**TASK TO COMPLETE**. If a line in the entries below contains "trunk", copy it.

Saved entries
####################

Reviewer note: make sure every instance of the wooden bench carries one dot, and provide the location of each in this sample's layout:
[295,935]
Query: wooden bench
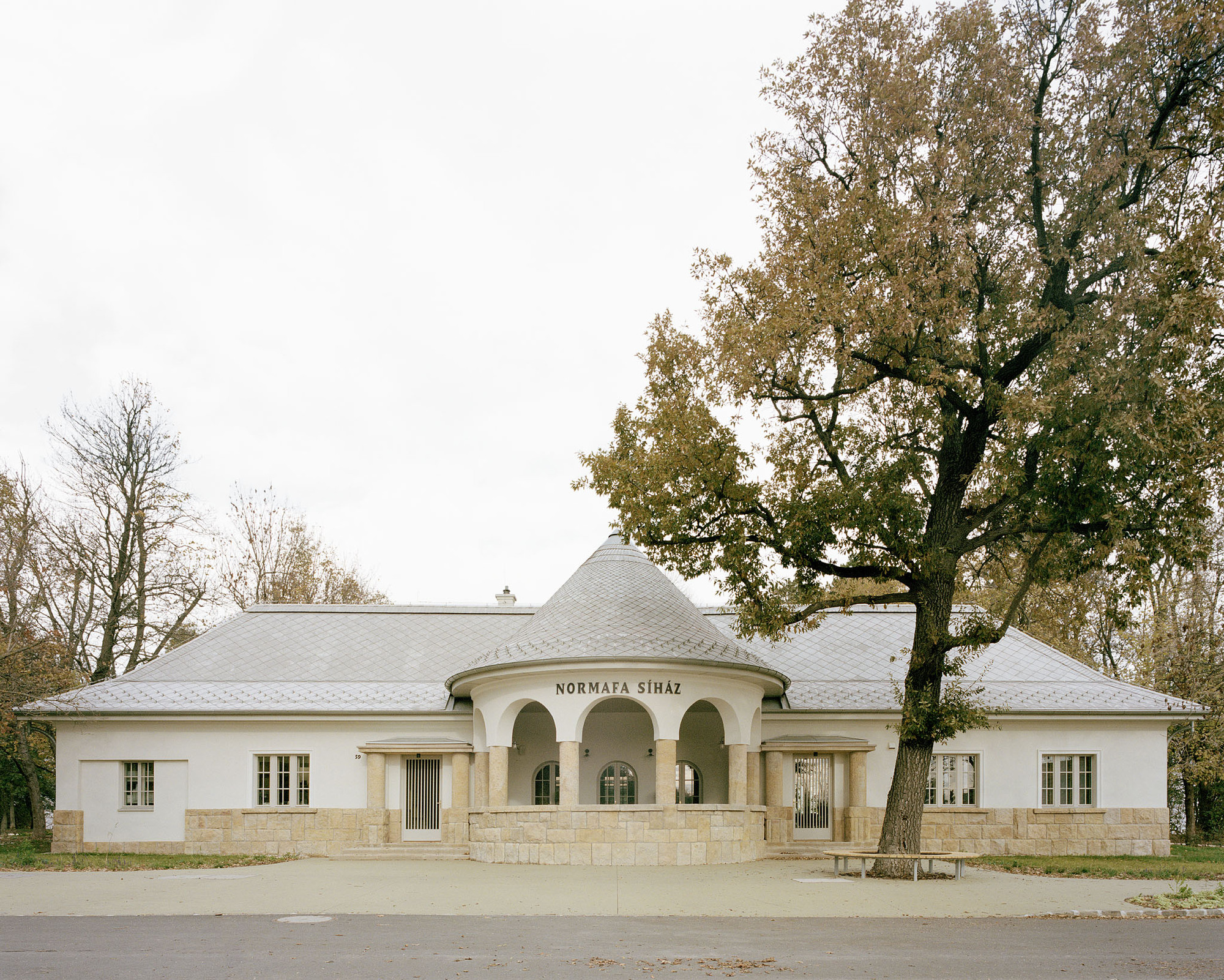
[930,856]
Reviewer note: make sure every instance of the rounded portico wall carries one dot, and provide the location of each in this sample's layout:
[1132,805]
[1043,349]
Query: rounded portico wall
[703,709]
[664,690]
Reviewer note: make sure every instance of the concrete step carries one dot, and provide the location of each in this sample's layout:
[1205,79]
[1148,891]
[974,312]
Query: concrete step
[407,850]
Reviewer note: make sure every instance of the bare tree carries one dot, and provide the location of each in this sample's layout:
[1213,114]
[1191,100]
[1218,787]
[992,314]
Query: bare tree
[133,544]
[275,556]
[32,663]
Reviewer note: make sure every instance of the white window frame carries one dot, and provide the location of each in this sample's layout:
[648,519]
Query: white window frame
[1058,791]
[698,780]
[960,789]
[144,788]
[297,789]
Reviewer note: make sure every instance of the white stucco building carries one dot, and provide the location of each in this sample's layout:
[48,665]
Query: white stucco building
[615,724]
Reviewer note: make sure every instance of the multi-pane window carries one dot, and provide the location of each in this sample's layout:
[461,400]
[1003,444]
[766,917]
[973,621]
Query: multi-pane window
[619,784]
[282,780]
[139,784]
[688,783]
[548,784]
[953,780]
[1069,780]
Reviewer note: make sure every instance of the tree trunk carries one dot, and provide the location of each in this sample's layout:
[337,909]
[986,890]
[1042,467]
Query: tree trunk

####################

**EXERCISE ANSWER**.
Reviewer note: make sure every instance of the tree trunk carries one dot, and provide the location of each in this sample's layout:
Query: tree trunk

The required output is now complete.